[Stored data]
○ ○ ○ ○

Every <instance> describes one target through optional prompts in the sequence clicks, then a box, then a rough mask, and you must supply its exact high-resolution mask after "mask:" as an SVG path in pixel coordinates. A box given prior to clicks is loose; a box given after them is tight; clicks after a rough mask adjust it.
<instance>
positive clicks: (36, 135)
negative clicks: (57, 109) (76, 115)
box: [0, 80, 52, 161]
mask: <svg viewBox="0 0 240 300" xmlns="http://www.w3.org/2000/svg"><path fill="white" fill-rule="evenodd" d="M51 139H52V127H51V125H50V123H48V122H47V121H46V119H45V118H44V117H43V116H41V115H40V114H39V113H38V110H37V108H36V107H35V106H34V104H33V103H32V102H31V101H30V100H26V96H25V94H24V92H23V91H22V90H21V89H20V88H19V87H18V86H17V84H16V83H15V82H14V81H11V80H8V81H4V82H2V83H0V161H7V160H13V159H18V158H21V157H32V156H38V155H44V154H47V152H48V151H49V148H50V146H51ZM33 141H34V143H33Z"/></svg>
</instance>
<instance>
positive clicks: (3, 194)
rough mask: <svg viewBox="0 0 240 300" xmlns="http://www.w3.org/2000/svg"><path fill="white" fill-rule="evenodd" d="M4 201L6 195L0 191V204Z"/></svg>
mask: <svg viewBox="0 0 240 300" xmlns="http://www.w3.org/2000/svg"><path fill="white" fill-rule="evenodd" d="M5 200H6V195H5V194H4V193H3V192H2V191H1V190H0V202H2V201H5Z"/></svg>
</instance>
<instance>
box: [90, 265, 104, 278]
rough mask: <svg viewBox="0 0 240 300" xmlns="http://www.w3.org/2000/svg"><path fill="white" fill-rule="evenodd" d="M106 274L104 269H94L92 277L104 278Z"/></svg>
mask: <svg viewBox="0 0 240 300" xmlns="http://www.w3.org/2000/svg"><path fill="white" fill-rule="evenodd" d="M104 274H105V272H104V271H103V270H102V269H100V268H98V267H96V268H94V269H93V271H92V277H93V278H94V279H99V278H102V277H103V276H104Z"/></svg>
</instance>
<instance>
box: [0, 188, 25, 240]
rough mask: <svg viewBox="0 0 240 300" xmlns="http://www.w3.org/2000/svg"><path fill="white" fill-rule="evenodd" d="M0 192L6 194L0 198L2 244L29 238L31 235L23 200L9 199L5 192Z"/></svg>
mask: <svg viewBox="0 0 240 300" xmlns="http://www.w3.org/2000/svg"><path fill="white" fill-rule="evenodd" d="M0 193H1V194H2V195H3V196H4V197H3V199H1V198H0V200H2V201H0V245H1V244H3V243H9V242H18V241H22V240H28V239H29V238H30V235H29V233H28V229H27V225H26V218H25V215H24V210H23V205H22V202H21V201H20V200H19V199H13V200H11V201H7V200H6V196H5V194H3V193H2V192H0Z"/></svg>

○ ○ ○ ○

• Your objective:
Each record should be repeated in full, exactly as it is written.

• Solution for this problem:
Every <instance> describes one target through optional prompts in the sequence clicks, then a box, then a rough mask, and you must supply its exact high-resolution mask after "mask:" as an SVG path in pixel coordinates. A box given prior to clicks is loose; a box given after them is tight; clicks after a rough mask adjust it.
<instance>
positive clicks: (36, 135)
negative clicks: (57, 109) (76, 115)
box: [0, 80, 52, 161]
mask: <svg viewBox="0 0 240 300" xmlns="http://www.w3.org/2000/svg"><path fill="white" fill-rule="evenodd" d="M51 139H52V127H51V125H50V123H48V122H47V121H46V119H45V118H44V117H43V116H41V115H40V114H39V113H38V110H37V108H36V107H35V106H34V104H33V103H32V102H31V101H30V100H26V96H25V94H24V92H23V91H22V90H21V89H20V88H19V87H18V86H17V84H16V83H15V82H14V81H11V80H8V81H4V82H2V83H0V161H7V160H13V159H18V158H21V157H32V156H38V155H44V154H47V152H48V151H49V148H50V146H51ZM33 141H34V143H33Z"/></svg>
</instance>
<instance>
positive clicks: (3, 194)
rough mask: <svg viewBox="0 0 240 300" xmlns="http://www.w3.org/2000/svg"><path fill="white" fill-rule="evenodd" d="M4 201L6 195L0 191V204Z"/></svg>
mask: <svg viewBox="0 0 240 300" xmlns="http://www.w3.org/2000/svg"><path fill="white" fill-rule="evenodd" d="M5 200H6V195H5V194H4V193H3V192H2V191H1V190H0V202H2V201H5Z"/></svg>
</instance>
<instance>
box: [90, 265, 104, 278]
rough mask: <svg viewBox="0 0 240 300" xmlns="http://www.w3.org/2000/svg"><path fill="white" fill-rule="evenodd" d="M106 274L104 269H94L92 277L104 278Z"/></svg>
mask: <svg viewBox="0 0 240 300" xmlns="http://www.w3.org/2000/svg"><path fill="white" fill-rule="evenodd" d="M104 274H105V272H104V271H103V270H102V269H100V268H98V267H96V268H94V269H93V271H92V277H93V278H94V279H99V278H102V277H103V276H104Z"/></svg>
</instance>
<instance>
box: [0, 188, 25, 240]
rough mask: <svg viewBox="0 0 240 300" xmlns="http://www.w3.org/2000/svg"><path fill="white" fill-rule="evenodd" d="M0 192L6 194L0 198L2 244L29 238L31 235L23 200L9 199L5 192Z"/></svg>
mask: <svg viewBox="0 0 240 300" xmlns="http://www.w3.org/2000/svg"><path fill="white" fill-rule="evenodd" d="M0 193H1V194H2V195H3V196H4V197H3V199H1V198H0V200H2V201H0V245H1V244H3V243H9V242H18V241H22V240H28V239H29V238H30V235H29V233H28V229H27V225H26V218H25V215H24V210H23V205H22V202H21V201H20V200H19V199H13V200H11V201H7V200H6V196H5V194H3V193H2V192H0Z"/></svg>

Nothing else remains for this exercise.